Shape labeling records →
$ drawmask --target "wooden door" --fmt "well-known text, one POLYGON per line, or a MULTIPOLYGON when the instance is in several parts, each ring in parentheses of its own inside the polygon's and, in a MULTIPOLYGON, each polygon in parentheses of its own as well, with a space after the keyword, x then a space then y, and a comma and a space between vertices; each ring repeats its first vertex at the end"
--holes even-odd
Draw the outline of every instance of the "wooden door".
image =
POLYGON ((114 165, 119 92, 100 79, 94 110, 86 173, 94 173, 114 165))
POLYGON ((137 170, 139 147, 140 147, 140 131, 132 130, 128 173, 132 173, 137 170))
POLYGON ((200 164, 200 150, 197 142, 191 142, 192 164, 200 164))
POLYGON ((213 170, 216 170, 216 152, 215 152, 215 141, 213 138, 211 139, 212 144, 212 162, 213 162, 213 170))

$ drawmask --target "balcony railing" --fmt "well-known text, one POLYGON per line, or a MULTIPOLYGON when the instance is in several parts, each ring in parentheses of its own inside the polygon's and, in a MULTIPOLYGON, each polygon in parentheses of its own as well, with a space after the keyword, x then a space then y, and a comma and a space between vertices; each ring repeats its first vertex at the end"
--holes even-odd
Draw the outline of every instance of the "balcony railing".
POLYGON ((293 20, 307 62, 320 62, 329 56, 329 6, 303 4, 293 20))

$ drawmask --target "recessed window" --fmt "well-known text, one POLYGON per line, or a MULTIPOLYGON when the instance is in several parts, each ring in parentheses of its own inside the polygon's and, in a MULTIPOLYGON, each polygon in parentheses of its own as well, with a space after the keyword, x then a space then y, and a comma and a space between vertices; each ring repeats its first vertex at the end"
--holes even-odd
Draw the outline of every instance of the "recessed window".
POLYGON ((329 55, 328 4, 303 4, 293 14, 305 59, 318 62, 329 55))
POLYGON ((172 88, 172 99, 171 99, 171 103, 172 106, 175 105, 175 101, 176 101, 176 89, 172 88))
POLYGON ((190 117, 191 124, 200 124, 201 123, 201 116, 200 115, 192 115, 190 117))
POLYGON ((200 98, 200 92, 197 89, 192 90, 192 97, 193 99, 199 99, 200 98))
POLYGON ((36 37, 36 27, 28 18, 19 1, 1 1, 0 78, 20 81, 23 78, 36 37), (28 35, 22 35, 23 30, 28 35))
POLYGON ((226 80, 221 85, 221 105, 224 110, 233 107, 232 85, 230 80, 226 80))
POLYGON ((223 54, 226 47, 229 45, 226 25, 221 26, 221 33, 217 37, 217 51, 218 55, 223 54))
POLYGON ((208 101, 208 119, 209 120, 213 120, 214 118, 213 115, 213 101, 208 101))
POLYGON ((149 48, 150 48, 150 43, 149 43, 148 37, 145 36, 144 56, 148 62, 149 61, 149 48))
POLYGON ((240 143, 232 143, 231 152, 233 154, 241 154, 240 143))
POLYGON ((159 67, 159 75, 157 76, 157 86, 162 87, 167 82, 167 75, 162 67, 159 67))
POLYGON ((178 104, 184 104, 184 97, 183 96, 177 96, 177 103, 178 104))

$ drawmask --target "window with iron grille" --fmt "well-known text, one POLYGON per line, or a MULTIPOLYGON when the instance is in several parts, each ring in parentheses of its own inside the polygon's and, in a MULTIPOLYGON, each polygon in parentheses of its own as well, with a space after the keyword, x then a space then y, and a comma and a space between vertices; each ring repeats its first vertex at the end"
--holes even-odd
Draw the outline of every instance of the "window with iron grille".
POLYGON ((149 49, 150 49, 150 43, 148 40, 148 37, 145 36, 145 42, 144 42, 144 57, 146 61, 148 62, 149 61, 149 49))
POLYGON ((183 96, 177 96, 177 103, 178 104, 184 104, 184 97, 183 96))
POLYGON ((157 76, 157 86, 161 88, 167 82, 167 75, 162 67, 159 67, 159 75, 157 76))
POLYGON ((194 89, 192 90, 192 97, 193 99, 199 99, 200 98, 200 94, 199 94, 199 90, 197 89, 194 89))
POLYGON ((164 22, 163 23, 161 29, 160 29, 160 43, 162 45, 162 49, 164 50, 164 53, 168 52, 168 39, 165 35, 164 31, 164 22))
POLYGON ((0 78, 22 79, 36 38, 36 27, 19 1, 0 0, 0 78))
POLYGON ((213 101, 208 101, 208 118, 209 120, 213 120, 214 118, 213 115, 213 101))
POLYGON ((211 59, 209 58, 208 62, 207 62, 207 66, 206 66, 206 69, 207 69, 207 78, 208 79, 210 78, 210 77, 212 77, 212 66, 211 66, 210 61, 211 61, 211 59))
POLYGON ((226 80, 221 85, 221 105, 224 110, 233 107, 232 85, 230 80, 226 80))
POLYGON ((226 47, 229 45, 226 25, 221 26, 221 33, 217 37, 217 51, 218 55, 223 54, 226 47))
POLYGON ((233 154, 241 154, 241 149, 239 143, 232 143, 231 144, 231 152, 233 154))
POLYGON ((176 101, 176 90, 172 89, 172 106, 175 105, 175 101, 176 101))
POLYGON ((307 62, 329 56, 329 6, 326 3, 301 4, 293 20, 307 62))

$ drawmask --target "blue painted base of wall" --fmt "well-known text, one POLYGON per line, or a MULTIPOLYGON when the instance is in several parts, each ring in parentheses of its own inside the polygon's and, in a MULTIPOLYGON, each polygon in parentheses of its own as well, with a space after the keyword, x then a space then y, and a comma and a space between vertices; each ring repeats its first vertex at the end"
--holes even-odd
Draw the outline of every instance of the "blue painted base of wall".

WHAT THE TASK ASKS → Could you turn all of the data above into a numbered list, one item per line and without the blank lines?

WRITTEN RESPONSE →
1. $ drawmask --target "wooden door" --fmt "well-known text, one POLYGON per line, or a MULTIPOLYGON when the instance is in several parts, each ring in parentheses of its own inside the polygon's and, in a MULTIPOLYGON, each polygon in parentheses of its own as well, with a space after the keyword, x then a space then y, and a comma and a space between vertices; each ring repeats its first vertex at the end"
2. --holes even-odd
3. Draw the outline of every instance of the "wooden door".
4. image =
5. POLYGON ((114 165, 119 92, 100 79, 94 110, 86 173, 94 173, 114 165))
6. POLYGON ((137 170, 139 147, 140 147, 140 131, 132 130, 128 173, 132 173, 137 170))
7. POLYGON ((200 164, 200 150, 197 142, 191 142, 192 164, 200 164))
8. POLYGON ((213 170, 216 170, 216 152, 215 152, 215 141, 213 138, 211 139, 212 144, 212 162, 213 162, 213 170))
9. $ drawmask --target "balcony railing" --fmt "well-known text, one POLYGON per line, or a MULTIPOLYGON when the instance is in several parts, each ring in parentheses of its own inside the polygon's and, in a MULTIPOLYGON, each polygon in parentheses of its own as well, with a space after the keyword, x then a space then y, and a comma and a space between vertices; each ring repeats its first vertex at the end"
10. --holes even-odd
11. Draw the outline of every instance of the "balcony railing".
12. POLYGON ((293 20, 307 62, 320 62, 329 56, 329 6, 303 4, 293 20))
13. $ drawmask --target "recessed window" --fmt "well-known text, one POLYGON per line, or a MULTIPOLYGON when the instance is in several parts, each ring in parentheses of its own inside the polygon's and, in a MULTIPOLYGON, each polygon in parentheses of its own as well, with a space after the keyword, x then a space then y, and a comma and a space between vertices; each ring repeats its first vertex at the end"
14. --holes even-odd
15. Draw the outline of every instance of the "recessed window".
16. POLYGON ((329 55, 328 4, 303 4, 293 14, 305 59, 318 62, 329 55))
17. POLYGON ((172 88, 172 99, 171 99, 171 103, 172 106, 175 105, 175 101, 176 101, 176 89, 172 88))
18. POLYGON ((190 117, 191 124, 200 124, 201 123, 201 116, 200 115, 192 115, 190 117))
19. POLYGON ((200 98, 200 92, 197 89, 192 90, 192 97, 193 99, 199 99, 200 98))
20. POLYGON ((36 37, 36 27, 28 18, 19 1, 1 1, 0 78, 20 81, 23 78, 36 37), (28 35, 22 35, 23 30, 28 35))
21. POLYGON ((226 80, 221 85, 221 105, 224 110, 233 107, 232 85, 230 80, 226 80))
22. POLYGON ((223 54, 226 47, 229 45, 226 25, 221 26, 221 33, 217 37, 217 51, 218 55, 223 54))
23. POLYGON ((208 101, 208 119, 209 120, 213 120, 214 118, 213 115, 213 101, 208 101))
24. POLYGON ((149 48, 150 48, 150 43, 149 43, 148 37, 145 36, 144 56, 148 62, 149 61, 149 48))
25. POLYGON ((240 143, 232 143, 231 152, 233 154, 241 154, 240 143))
26. POLYGON ((159 67, 159 75, 157 76, 157 86, 162 87, 167 82, 167 75, 162 67, 159 67))
27. POLYGON ((178 104, 184 104, 184 97, 183 96, 177 96, 177 103, 178 104))
28. $ drawmask --target "window with iron grille" --fmt "well-known text, one POLYGON per line, or a MULTIPOLYGON when the instance is in several parts, each ring in parentheses of its own inside the polygon's and, in a MULTIPOLYGON, each polygon in parentheses of its own as well, with a space after the keyword, x then a space then y, and a comma and a space between vertices; each ring repeats its first vertex at the end"
29. --holes even-odd
30. Draw the outline of every instance of the "window with iron grille".
31. POLYGON ((149 49, 150 49, 150 43, 148 40, 148 37, 145 36, 145 42, 144 42, 144 57, 146 61, 148 62, 149 61, 149 49))
32. POLYGON ((183 96, 177 96, 177 103, 178 104, 184 104, 184 97, 183 96))
33. POLYGON ((157 76, 157 86, 161 88, 167 82, 167 75, 162 67, 159 67, 159 75, 157 76))
34. POLYGON ((194 89, 192 90, 192 97, 193 99, 199 99, 200 98, 200 94, 199 94, 199 90, 197 89, 194 89))
35. POLYGON ((164 22, 163 23, 161 29, 160 29, 160 43, 162 45, 162 49, 164 50, 164 53, 168 52, 168 39, 165 35, 164 31, 164 22))
36. POLYGON ((0 78, 22 79, 36 38, 36 27, 19 1, 0 0, 0 78))
37. POLYGON ((213 101, 208 101, 208 118, 209 120, 213 120, 214 118, 213 115, 213 101))
38. POLYGON ((211 59, 209 58, 208 62, 207 62, 207 66, 206 66, 206 69, 207 69, 207 78, 208 79, 210 78, 210 77, 212 77, 212 66, 211 66, 210 61, 211 61, 211 59))
39. POLYGON ((226 80, 221 85, 221 105, 224 110, 233 107, 232 85, 230 80, 226 80))
40. POLYGON ((226 47, 229 45, 226 25, 221 26, 221 33, 217 37, 217 51, 218 55, 223 54, 226 47))
41. POLYGON ((233 154, 241 154, 241 149, 239 143, 232 143, 231 144, 231 152, 233 154))
42. POLYGON ((176 101, 176 90, 172 89, 172 106, 175 105, 175 101, 176 101))
43. POLYGON ((307 62, 329 56, 329 6, 326 3, 301 4, 293 20, 307 62))
44. $ drawmask --target "blue painted base of wall" --fmt "well-known text, one POLYGON per line, or a MULTIPOLYGON when the instance is in several parts, each ring in parentheses of its own inside the polygon's and, in a MULTIPOLYGON, each polygon in parentheses of its own as well, with a space after the keyword, x then a space then y, and a comma and a space between vertices; each ring repeats its first vertex at the end"
45. --holes even-odd
46. Draw the outline of every instance of the "blue painted base of wall".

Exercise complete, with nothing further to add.